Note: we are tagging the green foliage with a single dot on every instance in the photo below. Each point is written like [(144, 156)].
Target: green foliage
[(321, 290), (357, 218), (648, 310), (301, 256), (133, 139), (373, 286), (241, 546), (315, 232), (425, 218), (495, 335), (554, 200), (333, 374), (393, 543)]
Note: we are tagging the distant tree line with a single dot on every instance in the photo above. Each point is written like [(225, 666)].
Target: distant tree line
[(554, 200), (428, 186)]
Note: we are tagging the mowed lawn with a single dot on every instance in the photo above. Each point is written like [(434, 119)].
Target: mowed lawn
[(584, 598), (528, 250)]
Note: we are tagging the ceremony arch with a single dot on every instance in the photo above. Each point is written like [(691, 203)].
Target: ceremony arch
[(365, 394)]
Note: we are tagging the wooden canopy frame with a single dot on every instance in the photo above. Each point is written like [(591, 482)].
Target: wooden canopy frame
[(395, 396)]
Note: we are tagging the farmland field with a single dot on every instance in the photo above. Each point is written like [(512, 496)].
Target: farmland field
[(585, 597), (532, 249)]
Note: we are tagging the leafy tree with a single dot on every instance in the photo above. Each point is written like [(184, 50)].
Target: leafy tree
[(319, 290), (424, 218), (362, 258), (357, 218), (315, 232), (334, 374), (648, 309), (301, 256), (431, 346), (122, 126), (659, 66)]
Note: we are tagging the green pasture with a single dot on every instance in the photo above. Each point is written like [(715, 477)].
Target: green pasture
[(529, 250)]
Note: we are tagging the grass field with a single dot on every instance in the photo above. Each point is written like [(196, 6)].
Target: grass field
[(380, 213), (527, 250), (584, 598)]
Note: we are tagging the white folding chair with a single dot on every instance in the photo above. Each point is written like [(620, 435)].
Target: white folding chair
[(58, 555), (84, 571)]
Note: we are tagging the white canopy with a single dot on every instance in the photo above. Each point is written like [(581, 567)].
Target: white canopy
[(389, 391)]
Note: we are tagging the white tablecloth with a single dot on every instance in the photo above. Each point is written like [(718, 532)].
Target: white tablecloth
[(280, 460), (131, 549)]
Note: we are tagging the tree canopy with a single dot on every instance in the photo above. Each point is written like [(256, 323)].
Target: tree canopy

____

◆ Your task:
Format every line of the listing above as a JSON list of strings, one string per line, and leave out any blank lines.

◆ Complete output:
[
  "Note: we are tagging the green foliage with a single dot on every instance in the photo below. Each point is written like [(144, 156)].",
  "Target: green foliage",
  "[(321, 290), (357, 218), (648, 310), (301, 256), (133, 139), (373, 286), (241, 546), (315, 232), (425, 218), (495, 335), (554, 200), (333, 374), (393, 543)]",
  "Note: we are tagging the distant tree line with a single dot on every instance in the photo above. Each point is written like [(225, 666)].",
  "Target: distant tree line",
  "[(554, 200), (428, 186)]",
  "Note: we are tagging the mowed lawn with a single dot on every instance in the photo above. Each point is written like [(434, 119)].",
  "Target: mowed lawn",
  "[(584, 598), (528, 250)]",
  "Note: we are tagging the ceremony arch with a single dot on every instance in the photo above. Each point is written like [(691, 203)].",
  "Target: ceremony arch",
  "[(365, 394)]",
  "Note: we are tagging the wooden canopy frame with a single dot on every instance in the photo above. Each point is written like [(591, 482)].",
  "Target: wooden canopy frame",
  "[(395, 396)]",
  "Note: we are tagging the farmland field with a single dot on every instance in the photo above. Each point is written like [(512, 496)].",
  "Target: farmland field",
  "[(585, 597), (532, 249)]",
  "Note: we are tagging the leafy tree with a single dot on every instance in the photo above. Each point is written like [(184, 50)].",
  "Target: leafy tree",
  "[(319, 290), (424, 218), (362, 258), (357, 218), (315, 232), (334, 374), (648, 309), (301, 256), (431, 346), (122, 126), (659, 66)]",
  "Note: we are tagging the green pasture with a single dot on every instance in the photo above. Each point is written like [(715, 477)].",
  "Target: green pasture",
  "[(529, 250)]",
  "Note: we are tagging the grass field with a single dot on every instance in the photo above. Each point is written like [(196, 6)].",
  "Target: grass field",
  "[(380, 213), (527, 250), (584, 598)]",
  "Note: we are tagging the white folding chair with a single dot on every instance in the photo above. Each point is written like [(620, 435)].",
  "Target: white folding chair",
  "[(58, 555), (84, 571)]",
  "Note: we are tagging the white canopy with a single dot on every instance in the photo above. Each point is written like [(581, 567)].",
  "Target: white canopy",
  "[(389, 391)]",
  "Note: we are tagging the white tablecloth with a single dot on every instance in the photo above. Each point is written like [(718, 532)].",
  "Target: white tablecloth",
  "[(280, 460), (131, 549)]",
  "Note: we are tagging the tree canopy with a single dot on every instance in the photo above. Each point is written like [(256, 323)].",
  "Target: tree canopy"
]